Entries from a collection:
----

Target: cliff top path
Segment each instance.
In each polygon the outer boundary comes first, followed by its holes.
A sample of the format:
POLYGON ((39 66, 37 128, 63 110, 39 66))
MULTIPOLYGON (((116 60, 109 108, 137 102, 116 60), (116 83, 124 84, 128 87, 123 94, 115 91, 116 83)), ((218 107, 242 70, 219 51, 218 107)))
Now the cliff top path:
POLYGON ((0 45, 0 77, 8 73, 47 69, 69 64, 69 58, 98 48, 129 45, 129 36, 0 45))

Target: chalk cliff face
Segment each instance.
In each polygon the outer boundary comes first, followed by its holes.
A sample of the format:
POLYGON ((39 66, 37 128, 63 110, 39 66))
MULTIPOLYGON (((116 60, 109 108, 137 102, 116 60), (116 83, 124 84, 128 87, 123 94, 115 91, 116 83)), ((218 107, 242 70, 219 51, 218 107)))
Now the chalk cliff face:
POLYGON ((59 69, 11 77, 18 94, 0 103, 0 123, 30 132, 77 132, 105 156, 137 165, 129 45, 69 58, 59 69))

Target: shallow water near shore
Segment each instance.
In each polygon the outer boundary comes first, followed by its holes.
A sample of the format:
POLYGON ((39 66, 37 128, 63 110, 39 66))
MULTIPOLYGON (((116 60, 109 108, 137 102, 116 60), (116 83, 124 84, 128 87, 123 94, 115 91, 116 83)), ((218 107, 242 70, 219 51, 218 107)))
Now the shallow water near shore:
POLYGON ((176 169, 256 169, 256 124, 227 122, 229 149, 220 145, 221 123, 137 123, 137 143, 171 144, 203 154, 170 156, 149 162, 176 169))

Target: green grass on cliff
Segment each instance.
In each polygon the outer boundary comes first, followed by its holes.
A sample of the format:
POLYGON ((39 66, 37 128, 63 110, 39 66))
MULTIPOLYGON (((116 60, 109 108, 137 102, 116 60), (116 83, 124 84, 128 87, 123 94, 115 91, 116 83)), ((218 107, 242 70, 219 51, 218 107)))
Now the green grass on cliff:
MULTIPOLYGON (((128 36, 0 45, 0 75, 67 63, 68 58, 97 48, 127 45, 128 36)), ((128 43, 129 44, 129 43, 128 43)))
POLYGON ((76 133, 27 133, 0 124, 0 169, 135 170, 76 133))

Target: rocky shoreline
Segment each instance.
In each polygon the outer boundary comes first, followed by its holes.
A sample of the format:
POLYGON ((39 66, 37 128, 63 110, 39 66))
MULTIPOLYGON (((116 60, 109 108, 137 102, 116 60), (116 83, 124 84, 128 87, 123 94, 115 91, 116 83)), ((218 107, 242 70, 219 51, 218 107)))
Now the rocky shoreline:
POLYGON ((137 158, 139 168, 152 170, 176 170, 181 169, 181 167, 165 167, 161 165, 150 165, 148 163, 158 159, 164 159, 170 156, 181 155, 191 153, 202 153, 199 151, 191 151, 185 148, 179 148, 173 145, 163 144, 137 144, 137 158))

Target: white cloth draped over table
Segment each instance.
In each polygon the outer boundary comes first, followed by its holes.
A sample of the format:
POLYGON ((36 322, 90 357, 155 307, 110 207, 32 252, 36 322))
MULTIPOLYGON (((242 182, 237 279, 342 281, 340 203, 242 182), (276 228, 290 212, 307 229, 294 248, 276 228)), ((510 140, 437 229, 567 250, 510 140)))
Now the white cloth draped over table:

----

DIRECTION:
Copy the lines above without changes, starting at the line containing "Target: green grass on cliff" and ending at the line containing "POLYGON ((76 133, 27".

EXERCISE RESPONSE:
Target: green grass on cliff
Segment each instance.
In each polygon the outer boundary comes first, followed by its holes.
A sample of the format:
POLYGON ((39 66, 37 128, 63 110, 39 66))
MULTIPOLYGON (((116 60, 109 108, 137 102, 116 60), (116 83, 124 84, 128 87, 123 94, 115 91, 116 83)), ((218 107, 242 70, 219 51, 218 107)))
Now the green grass on cliff:
MULTIPOLYGON (((128 36, 0 45, 0 75, 67 63, 68 58, 97 48, 127 45, 128 36)), ((128 43, 129 44, 129 43, 128 43)))
POLYGON ((76 133, 27 133, 0 124, 0 169, 135 170, 76 133))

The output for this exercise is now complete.